Content starts

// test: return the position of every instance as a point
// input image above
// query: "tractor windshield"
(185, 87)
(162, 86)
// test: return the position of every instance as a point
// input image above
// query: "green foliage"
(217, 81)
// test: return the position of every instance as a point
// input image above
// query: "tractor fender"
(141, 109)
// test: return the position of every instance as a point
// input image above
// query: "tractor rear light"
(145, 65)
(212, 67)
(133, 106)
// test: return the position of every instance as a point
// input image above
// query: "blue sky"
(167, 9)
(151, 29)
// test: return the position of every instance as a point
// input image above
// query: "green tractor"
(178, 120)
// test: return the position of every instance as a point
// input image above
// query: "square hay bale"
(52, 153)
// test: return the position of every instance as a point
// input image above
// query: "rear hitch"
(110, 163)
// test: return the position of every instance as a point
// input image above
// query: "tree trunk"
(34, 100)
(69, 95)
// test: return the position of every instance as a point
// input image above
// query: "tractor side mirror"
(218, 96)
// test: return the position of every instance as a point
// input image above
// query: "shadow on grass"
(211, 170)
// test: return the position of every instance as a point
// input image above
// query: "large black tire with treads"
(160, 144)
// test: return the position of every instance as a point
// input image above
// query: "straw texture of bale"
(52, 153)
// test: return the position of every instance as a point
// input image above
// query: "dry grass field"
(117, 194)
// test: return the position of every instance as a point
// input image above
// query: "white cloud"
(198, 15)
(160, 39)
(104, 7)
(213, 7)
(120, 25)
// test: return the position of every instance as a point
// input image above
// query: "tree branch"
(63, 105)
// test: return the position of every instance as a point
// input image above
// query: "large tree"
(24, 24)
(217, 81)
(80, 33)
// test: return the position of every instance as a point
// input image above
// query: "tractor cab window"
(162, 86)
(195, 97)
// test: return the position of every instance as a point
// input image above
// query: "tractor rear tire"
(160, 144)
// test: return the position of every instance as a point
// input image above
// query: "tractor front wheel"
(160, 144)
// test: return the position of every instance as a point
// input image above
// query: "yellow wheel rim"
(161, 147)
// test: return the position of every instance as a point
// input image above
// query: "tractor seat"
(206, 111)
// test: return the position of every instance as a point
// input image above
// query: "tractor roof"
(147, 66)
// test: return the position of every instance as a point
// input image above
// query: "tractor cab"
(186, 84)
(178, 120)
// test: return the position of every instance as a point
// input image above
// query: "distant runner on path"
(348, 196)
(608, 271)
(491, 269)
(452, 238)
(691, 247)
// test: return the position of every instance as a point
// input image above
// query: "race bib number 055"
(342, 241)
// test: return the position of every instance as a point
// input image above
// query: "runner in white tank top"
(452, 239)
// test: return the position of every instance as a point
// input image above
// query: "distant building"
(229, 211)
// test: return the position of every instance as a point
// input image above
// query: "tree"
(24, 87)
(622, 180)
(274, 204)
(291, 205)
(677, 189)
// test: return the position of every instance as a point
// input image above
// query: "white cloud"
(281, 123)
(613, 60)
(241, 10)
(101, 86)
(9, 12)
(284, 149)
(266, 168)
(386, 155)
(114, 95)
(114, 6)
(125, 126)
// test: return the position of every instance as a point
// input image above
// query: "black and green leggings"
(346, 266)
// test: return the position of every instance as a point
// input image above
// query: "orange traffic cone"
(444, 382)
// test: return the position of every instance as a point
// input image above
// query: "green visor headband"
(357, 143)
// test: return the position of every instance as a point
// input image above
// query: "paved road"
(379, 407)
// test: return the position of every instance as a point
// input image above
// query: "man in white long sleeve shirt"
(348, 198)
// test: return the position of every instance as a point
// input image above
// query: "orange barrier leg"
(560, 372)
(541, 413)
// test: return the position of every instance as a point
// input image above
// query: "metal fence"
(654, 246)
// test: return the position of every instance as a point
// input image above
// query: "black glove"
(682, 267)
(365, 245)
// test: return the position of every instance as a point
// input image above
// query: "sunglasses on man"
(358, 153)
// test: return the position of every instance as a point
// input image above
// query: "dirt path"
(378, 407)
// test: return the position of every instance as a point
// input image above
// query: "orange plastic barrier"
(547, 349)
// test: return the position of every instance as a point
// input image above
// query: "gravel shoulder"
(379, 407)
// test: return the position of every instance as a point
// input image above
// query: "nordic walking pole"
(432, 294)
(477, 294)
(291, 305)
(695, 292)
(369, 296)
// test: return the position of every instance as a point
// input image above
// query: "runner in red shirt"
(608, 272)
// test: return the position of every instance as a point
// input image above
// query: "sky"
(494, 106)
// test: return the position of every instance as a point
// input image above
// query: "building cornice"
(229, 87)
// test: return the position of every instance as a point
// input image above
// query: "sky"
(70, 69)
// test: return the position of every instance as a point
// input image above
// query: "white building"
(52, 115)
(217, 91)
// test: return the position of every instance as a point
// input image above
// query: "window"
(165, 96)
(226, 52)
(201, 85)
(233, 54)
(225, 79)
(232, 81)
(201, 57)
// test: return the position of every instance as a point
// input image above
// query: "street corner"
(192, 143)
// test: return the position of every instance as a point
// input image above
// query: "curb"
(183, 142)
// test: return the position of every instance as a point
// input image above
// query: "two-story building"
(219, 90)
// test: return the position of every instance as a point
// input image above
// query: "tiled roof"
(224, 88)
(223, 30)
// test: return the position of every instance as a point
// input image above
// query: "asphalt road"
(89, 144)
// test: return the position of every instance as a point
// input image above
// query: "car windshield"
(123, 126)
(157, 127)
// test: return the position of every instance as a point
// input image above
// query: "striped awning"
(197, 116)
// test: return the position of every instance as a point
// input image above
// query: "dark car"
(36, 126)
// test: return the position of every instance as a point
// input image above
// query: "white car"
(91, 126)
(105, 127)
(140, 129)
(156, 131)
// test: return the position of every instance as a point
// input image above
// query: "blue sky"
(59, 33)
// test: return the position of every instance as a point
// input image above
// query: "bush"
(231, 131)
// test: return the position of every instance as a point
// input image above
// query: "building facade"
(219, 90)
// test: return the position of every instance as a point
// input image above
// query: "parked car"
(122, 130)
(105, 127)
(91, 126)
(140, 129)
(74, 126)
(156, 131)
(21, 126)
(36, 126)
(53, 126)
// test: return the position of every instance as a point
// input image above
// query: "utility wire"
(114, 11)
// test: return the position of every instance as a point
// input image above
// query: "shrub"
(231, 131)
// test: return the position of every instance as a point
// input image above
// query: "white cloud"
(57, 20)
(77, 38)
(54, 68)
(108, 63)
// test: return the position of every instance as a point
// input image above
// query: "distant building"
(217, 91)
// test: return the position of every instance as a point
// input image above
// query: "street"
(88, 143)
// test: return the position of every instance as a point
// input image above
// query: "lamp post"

Content ends

About this task: Copy every record once more, exactly as given.

Task answer:
// test: return the position of every instance as a point
// input image above
// query: "tractor windshield"
(185, 87)
(162, 86)
// test: return the position of every instance as a point
// input image above
// query: "green foliage"
(217, 81)
// test: return the position of every instance as a point
// input image above
// query: "tractor fender"
(141, 109)
// test: return the position of every instance as a point
// input image above
// query: "tractor rear light"
(145, 65)
(212, 67)
(133, 106)
// test: return the position of every instance as a point
// input image above
// query: "blue sky"
(167, 9)
(151, 29)
// test: return the position of every instance as a point
// input image above
// query: "green tractor"
(178, 120)
// test: return the position of every instance as a point
// input image above
// query: "square hay bale"
(52, 153)
// test: return the position of every instance as a point
// input image above
// query: "rear hitch"
(110, 163)
// test: return the position of every instance as a point
// input image above
// query: "tree trunk"
(34, 100)
(69, 95)
// test: return the position of every instance as a point
// input image above
// query: "tractor side mirror"
(218, 96)
// test: return the position of every instance as a point
// input image above
// query: "shadow on grass"
(211, 170)
// test: return the position of every instance as a point
// input image above
// query: "large black tire with treads"
(160, 144)
// test: return the position of every instance as a point
// input image above
// query: "straw texture of bale"
(52, 153)
// test: return the position of every instance as a point
// input image above
// query: "dry grass field"
(117, 194)
// test: return the position of every instance as a point
// input image above
// query: "white cloud"
(198, 15)
(160, 39)
(104, 7)
(213, 7)
(120, 25)
// test: return the position of every instance as a point
// input image above
// query: "tree branch"
(63, 105)
// test: return the position of every instance as a point
// input image above
// query: "large tree"
(24, 24)
(217, 81)
(80, 33)
// test: return the position of every instance as a point
// input image above
// query: "tractor cab window"
(162, 86)
(195, 97)
// test: return the position of every instance as a point
// input image above
// query: "tractor rear tire"
(160, 144)
// test: return the position of every instance as a point
// input image above
// query: "tractor front wheel"
(160, 144)
// test: return the position of every instance as a point
// input image above
// query: "yellow wheel rim"
(161, 147)
// test: return the position of every instance as a point
// input image above
// query: "tractor seat"
(206, 111)
// test: return the position of every instance as a point
// input image above
// query: "tractor roof"
(147, 66)
// test: return the position of every instance as a point
// input image above
// query: "tractor cab"
(186, 84)
(178, 120)
// test: return the position of every instance as a point
// input image above
// query: "distant runner on path"
(348, 196)
(608, 271)
(491, 269)
(452, 238)
(691, 247)
// test: return the position of every instance as a point
// input image above
// query: "race bib number 055"
(342, 241)
// test: return the position of every instance as a point
// input image above
// query: "runner in white tank top"
(452, 239)
// test: return the position of every instance as a point
// input image above
// query: "distant building"
(229, 211)
// test: return the position of every instance as a point
// input image above
// query: "tree"
(24, 87)
(622, 180)
(274, 204)
(291, 205)
(677, 189)
// test: return the position of every instance as a point
// input image above
// query: "white cloud"
(281, 123)
(613, 60)
(241, 10)
(101, 86)
(9, 12)
(284, 149)
(266, 168)
(386, 155)
(114, 95)
(114, 6)
(125, 126)
// test: return the position of every instance as a point
// input image above
// query: "black and green leggings"
(346, 266)
// test: return the position of every instance as a point
// input image above
// query: "orange traffic cone"
(444, 382)
// test: return the position of every instance as a point
// input image above
// query: "green visor headband"
(357, 143)
// test: return the position of every instance as a point
// input image above
// query: "paved road"
(379, 407)
// test: return the position of every instance as a point
// input image above
// query: "man in white long sleeve shirt"
(348, 198)
// test: return the position of every instance as a point
// input image above
// query: "orange barrier leg"
(560, 372)
(541, 413)
// test: return the position of every instance as a point
// input image above
// query: "metal fence"
(654, 246)
// test: return the position of every instance as a point
// input image above
// query: "black glove"
(682, 267)
(365, 245)
// test: return the position of every instance as a point
// input image above
// query: "sunglasses on man"
(358, 153)
// test: return the position of every instance as a point
// input image above
// query: "dirt path"
(378, 407)
// test: return the position of every instance as a point
// input image above
// query: "orange plastic barrier"
(547, 349)
// test: return the position of every instance as a point
// input image above
// query: "gravel shoulder"
(379, 407)
// test: return the position of every instance as a point
// input image above
// query: "nordic walking pole"
(432, 294)
(477, 294)
(291, 305)
(695, 292)
(369, 296)
// test: return the position of every instance as a point
// input image above
// query: "runner in red shirt"
(608, 272)
// test: return the position of every instance as a point
// input image above
// query: "sky"
(494, 106)
// test: return the position of every instance as a point
// input image above
// query: "building cornice"
(229, 87)
// test: return the position of every instance as a point
// input image above
// query: "sky"
(70, 69)
// test: return the position of every instance as a point
// input image above
// query: "white building"
(52, 115)
(217, 91)
// test: return the position of every instance as a point
// input image above
// query: "window"
(165, 96)
(226, 52)
(201, 85)
(233, 54)
(225, 79)
(232, 81)
(201, 57)
// test: return the position of every instance as a point
// input image above
// query: "street corner"
(192, 143)
// test: return the position of every instance as a point
// input image above
// query: "curb"
(183, 142)
// test: return the position of every instance as a point
// input image above
// query: "two-story building"
(219, 90)
// test: return the position of every instance as a point
// input image above
// query: "tiled roof"
(224, 88)
(223, 30)
// test: return the position of every instance as a point
// input image above
// query: "asphalt road"
(89, 144)
// test: return the position of every instance as a point
// input image above
// query: "car windshield"
(123, 126)
(157, 127)
// test: return the position of every instance as a point
// input image above
// query: "striped awning"
(197, 116)
// test: return the position of every instance as a point
// input image above
// query: "dark car"
(36, 126)
// test: return the position of every instance as a point
// input image above
// query: "white car"
(91, 126)
(105, 127)
(140, 129)
(156, 131)
// test: return the position of every instance as a point
// input image above
// query: "blue sky"
(59, 33)
// test: return the position of every instance as a point
// input image above
// query: "bush"
(231, 131)
// test: return the position of every instance as a point
// input image above
// query: "building facade"
(219, 90)
// test: return the position of every instance as a point
// input image above
// query: "parked car"
(122, 130)
(105, 127)
(91, 126)
(140, 129)
(74, 126)
(156, 131)
(21, 126)
(36, 126)
(53, 126)
// test: return the position of every instance as a point
// input image above
// query: "utility wire"
(114, 11)
// test: return the position of every instance as a point
// input image above
// query: "shrub"
(231, 131)
// test: return the position of every instance as a point
// input image above
// query: "white cloud"
(57, 20)
(77, 38)
(54, 68)
(108, 63)
// test: return the position of every instance as a point
// input image above
// query: "distant building"
(217, 91)
// test: return the position of every instance as a point
// input image above
// query: "street"
(88, 143)
// test: return the position of every instance as a point
// input image above
// query: "lamp post"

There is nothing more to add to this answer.